- _ABOUT THIS EXERCISE_: Write the lines below out exactly, dropping each picture.

- _Natural language region descriptions_:

────

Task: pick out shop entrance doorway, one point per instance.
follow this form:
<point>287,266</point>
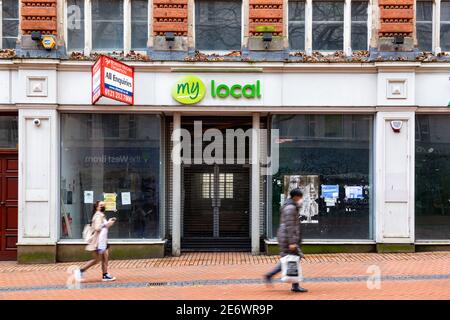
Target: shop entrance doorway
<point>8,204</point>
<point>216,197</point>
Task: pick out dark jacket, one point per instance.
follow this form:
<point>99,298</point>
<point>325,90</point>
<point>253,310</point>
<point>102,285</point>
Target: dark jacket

────

- _SOLUTION TO THIS TASK_:
Task: pick out shop entrance doorway, one point per instance.
follow this form:
<point>287,266</point>
Target: shop entrance doorway
<point>8,204</point>
<point>216,197</point>
Task: pick out dark jacket, one point per instance.
follow this form:
<point>99,298</point>
<point>325,90</point>
<point>253,310</point>
<point>102,285</point>
Target: dark jacket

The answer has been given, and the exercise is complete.